- **Written instruction**: Copy every one of the records below word for word. Leave the pictures out of your copy.

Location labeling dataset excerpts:
__________________________________________________

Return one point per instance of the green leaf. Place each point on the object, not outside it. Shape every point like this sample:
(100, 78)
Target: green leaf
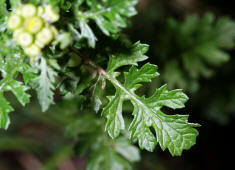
(106, 159)
(10, 66)
(110, 16)
(171, 131)
(3, 10)
(128, 151)
(5, 108)
(19, 90)
(135, 55)
(87, 33)
(15, 3)
(200, 43)
(43, 84)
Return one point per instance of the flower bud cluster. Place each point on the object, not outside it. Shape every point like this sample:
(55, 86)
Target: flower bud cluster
(32, 27)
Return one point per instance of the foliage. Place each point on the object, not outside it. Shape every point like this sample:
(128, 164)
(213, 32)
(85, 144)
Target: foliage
(72, 68)
(196, 44)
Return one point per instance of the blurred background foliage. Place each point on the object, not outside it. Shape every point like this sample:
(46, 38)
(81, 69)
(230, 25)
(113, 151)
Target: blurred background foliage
(192, 42)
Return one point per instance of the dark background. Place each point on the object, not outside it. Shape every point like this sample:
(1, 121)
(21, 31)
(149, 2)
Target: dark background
(215, 145)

__________________________________________________

- **Reply to the task**:
Return one point per instance of the green leaf. Place each point on the object, not outside it. Shape every point like this sample:
(100, 78)
Target: green leaf
(106, 159)
(10, 66)
(110, 16)
(171, 131)
(3, 10)
(128, 151)
(5, 108)
(19, 90)
(135, 55)
(87, 33)
(15, 3)
(200, 43)
(43, 84)
Return one point per instance of the flower bud cluster. Place each point on the object, not outside it. Shape every point like this sample:
(55, 86)
Target: flower bud cluster
(32, 27)
Return one point per instance of the foliage. Place each point on the object, not outside it. Shape every point like this sample:
(128, 164)
(213, 32)
(85, 144)
Target: foliage
(72, 68)
(196, 44)
Return one point per instance of the blurred background foliage. Place each point on the object, not outside it. Shape every point like this sample:
(46, 38)
(81, 69)
(230, 25)
(113, 151)
Target: blurred background foliage
(192, 42)
Return one point per instance of the dark background. Place each point on the object, not outside it. Shape every point like this sample:
(1, 121)
(21, 31)
(149, 2)
Target: dark background
(215, 145)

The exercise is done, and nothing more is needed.